# Task list
1 – Answer these questions using the Uber IPO post:
(a) What rule does the post say finance has always followed?
(b) What share of Americans live in areas that aren't dense enough to support ride sharing?
(c) For how much did Uber sell its China business?
2 – Return the part of the Uber IPO post from "Christopher Mims reports" to "initial public offering.", copied word for word.
3 – Write the next part of the Uber IPO post, picking up after its last sentence.

# Passage shown
*** Begin section ***
A Blog by Jonathan Low

 

Aug 12, 2016

Why Uber Might Launch An IPO Sooner Than Expected

It is fact of innovation adoption that competition increases, markets become saturated and margins shrink. The rule in finance has always been to 'buy the rumor, sell the news.'

For Uber, launching an IPO now may yield far greater returns than if it waits for the reality to catch up with the dream. JL

Christopher Mims reports in the Wall Street Journal:

A big factor: revenue growth will soon slow, if it hasn’t already. Uber may be close to saturating the market for ride-sharing. Uber’s core is a narrow slice: young, urban and wealthy. (It)’s growth is the low-hanging fruit of the ride-sharing market. To continue at pace, Uber will need to penetrate suburbs and second-tier cities (which) won’t yield as many per-capita rides. Half of Americans live in areas that aren’t dense enough to support ride sharing. At the same time, Uber faces increasing pressure to shrink its margins
Uber Technologies Inc.’s recent sale of its China business for $1 billion while acquiring about 20% of rival Didi Chuxing Technology Co. has been widely hailed as a potential step toward an initial public offering.
*** End section ***
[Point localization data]
*** Begin section ***
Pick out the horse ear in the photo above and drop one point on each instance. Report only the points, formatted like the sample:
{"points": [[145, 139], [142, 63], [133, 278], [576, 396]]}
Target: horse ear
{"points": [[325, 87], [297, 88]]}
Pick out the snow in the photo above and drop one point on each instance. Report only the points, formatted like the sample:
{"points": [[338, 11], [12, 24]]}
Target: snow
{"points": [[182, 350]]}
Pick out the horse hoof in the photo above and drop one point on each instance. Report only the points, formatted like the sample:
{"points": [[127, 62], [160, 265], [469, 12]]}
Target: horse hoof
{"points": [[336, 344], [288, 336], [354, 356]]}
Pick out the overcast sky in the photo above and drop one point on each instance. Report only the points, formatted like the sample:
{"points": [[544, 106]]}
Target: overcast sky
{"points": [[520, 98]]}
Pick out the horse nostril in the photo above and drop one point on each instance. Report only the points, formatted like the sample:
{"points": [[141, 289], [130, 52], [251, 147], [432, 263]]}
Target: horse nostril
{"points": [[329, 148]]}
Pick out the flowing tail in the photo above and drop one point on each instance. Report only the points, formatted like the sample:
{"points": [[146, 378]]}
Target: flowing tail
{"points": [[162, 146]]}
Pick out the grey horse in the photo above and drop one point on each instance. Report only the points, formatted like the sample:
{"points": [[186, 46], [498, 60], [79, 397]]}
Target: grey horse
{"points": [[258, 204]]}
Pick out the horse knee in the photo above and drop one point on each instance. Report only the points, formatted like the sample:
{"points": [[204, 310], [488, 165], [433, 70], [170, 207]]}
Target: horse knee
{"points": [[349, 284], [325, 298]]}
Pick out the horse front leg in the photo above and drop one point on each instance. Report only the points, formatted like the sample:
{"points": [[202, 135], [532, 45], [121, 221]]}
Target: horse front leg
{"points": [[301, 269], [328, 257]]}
*** End section ***
# Results by task
1 –
(a) 'Buy the rumor, sell the news.'
(b) Half.
(c) $1 billion.

2 –
Christopher Mims reports in the Wall Street Journal:

A big factor: revenue growth will soon slow, if it hasn’t already. Uber may be close to saturating the market for ride-sharing. Uber’s core is a narrow slice: young, urban and wealthy. (It)’s growth is the low-hanging fruit of the ride-sharing market. To continue at pace, Uber will need to penetrate suburbs and second-tier cities (which) won’t yield as many per-capita rides. Half of Americans live in areas that aren’t dense enough to support ride sharing. At the same time, Uber faces increasing pressure to shrink its margins
Uber Technologies Inc.’s recent sale of its China business for $1 billion while acquiring about 20% of rival Didi Chuxing Technology Co. has been widely hailed as a potential step toward an initial public offering.

3 –
That is true. Uber Chief Executive Travis Kalanick has said the company was losing $1 billion a year in China; eliminating those losses makes an IPO more likely.
But it also masks much of Uber’s motivation to go public in the next 18 months. Here’s another factor: the likelihood that Uber’s revenue growth will soon slow significantly, if it hasn’t already.
Since Uber’s shareholders aim to fetch the highest possible price for the company, it is better for Uber, which remains unprofitable, to go public before its growth slows too much. If Uber times it right, it can make investors in public markets believe it is a good buy—even at a valuation greater than its most recent $68 billion.
“The challenge from an IPO perspective is, Uber is going out at something above $65 billion, so it’s hard to pitch that as a growth story,” says Anand Sanwal, chief executive of CB Insights.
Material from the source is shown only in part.